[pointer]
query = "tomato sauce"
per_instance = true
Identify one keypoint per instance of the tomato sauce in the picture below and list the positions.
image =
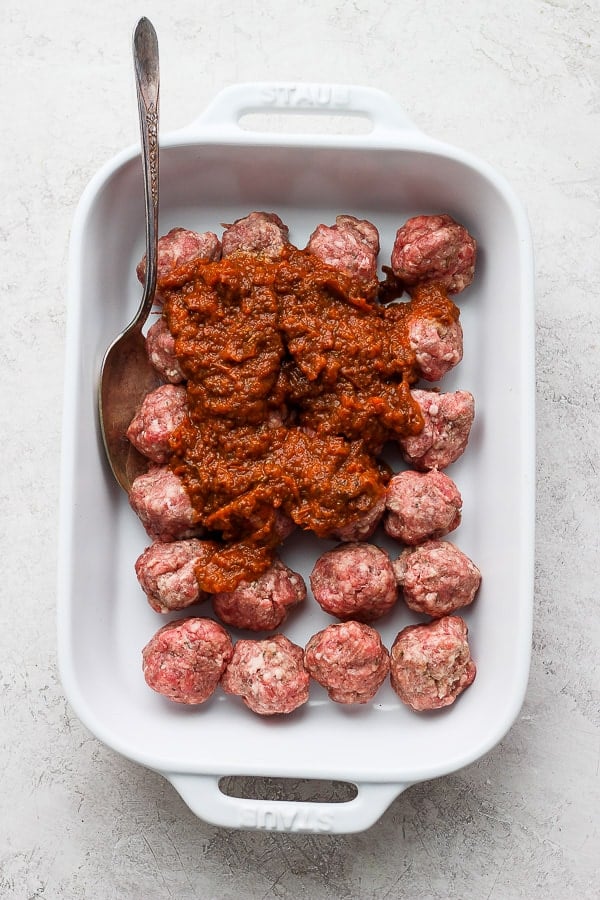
(295, 381)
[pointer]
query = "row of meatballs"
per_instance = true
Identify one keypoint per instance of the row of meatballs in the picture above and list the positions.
(428, 665)
(160, 501)
(355, 580)
(427, 249)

★ ★ ★ ★ ★ ★ ★

Print every one of the entries above again, line for line and without changes, but leave out the pictures.

[pointer]
query = "tomato sauce"
per_instance = true
Identify one keypoint per instance of the tomato sauce in the picture below and list the positions.
image =
(295, 381)
[pointer]
query = "row of meatballs"
per_instance = true
Identify one keypoint per instance of the row of meatballs in the picture above and list the positions.
(428, 665)
(160, 501)
(355, 580)
(427, 249)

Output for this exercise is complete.